▸ GIVEN TASK
Carry on the forum thread about Linux firewalls and DHCP from the point where it stops.

::: DOCUMENT PASSAGE

Yuck, I'd set up pf or iptables rather than this Ubuntu-like firewall   :Very Happy: 

----------

## Zepp

 *Beju wrote:*   

> Yuck, I'd set up pf or iptables rather than this Ubuntu-like firewall  

 

Umm you comment on iptables being much harder and then you denounce someone for offering an easier/quicker solution? Ok...  :Confused: 

----------

## Beju

Hmm, maybe I didn't make myself clean earlier, but I was wondering if there is a way not involving iptables (or any other filter) at all. Isn't Firestarter just some kind of 'GUI' for it?

----------

## Zepp

 *Beju wrote:*   

> Hmm, maybe I didn't make myself clean earlier, but I was wondering if there is a way not involving iptables (or any other filter) at all. Isn't Firestarter just some kind of 'GUI' for it?

 

Yes. But iptables is technically just a user space application to control netfilter  :Razz: . They all use netfilter one way or another, there is no escaping that.

----------

## Beju

I see. Tell me one more thing: do I have to have both dhcpcd and dhcpd or maybe the dhcpd alone is enough?

----------

## Hu

 *Beju wrote:*   

> I see. Tell me one more thing: do I have to have both dhcpcd and dhcpd or maybe the dhcpd alone is enough?

::::::
::: EXCERPTED DATA

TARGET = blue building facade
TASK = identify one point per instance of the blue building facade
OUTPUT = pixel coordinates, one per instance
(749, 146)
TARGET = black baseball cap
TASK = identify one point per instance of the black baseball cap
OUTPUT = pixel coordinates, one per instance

::::::

▸ ANSWER TO THIS EXERCISE
That depends on your network configuration.  dhcpcd is a client daemon, which is responsible for configuring an interface by using DHCP.  dhcpd is a server daemon, which is responsible for issuing addresses to people running DHCP clients.  You can use dhcpd alone if you have some way of configuring your interface without using a DHCP client.  You also have the option of using a DHCP client other than dhcpcd.

----------

## Zepp

 *Beju wrote:*   

> I see. Tell me one more thing: do I have to have both dhcpcd and dhcpd or maybe the dhcpd alone is enough?

 

Just use dnsmasq, dhcp server + dns server  :Razz: . It's basic but you don't need anything complicated just to share your connection with your laptop.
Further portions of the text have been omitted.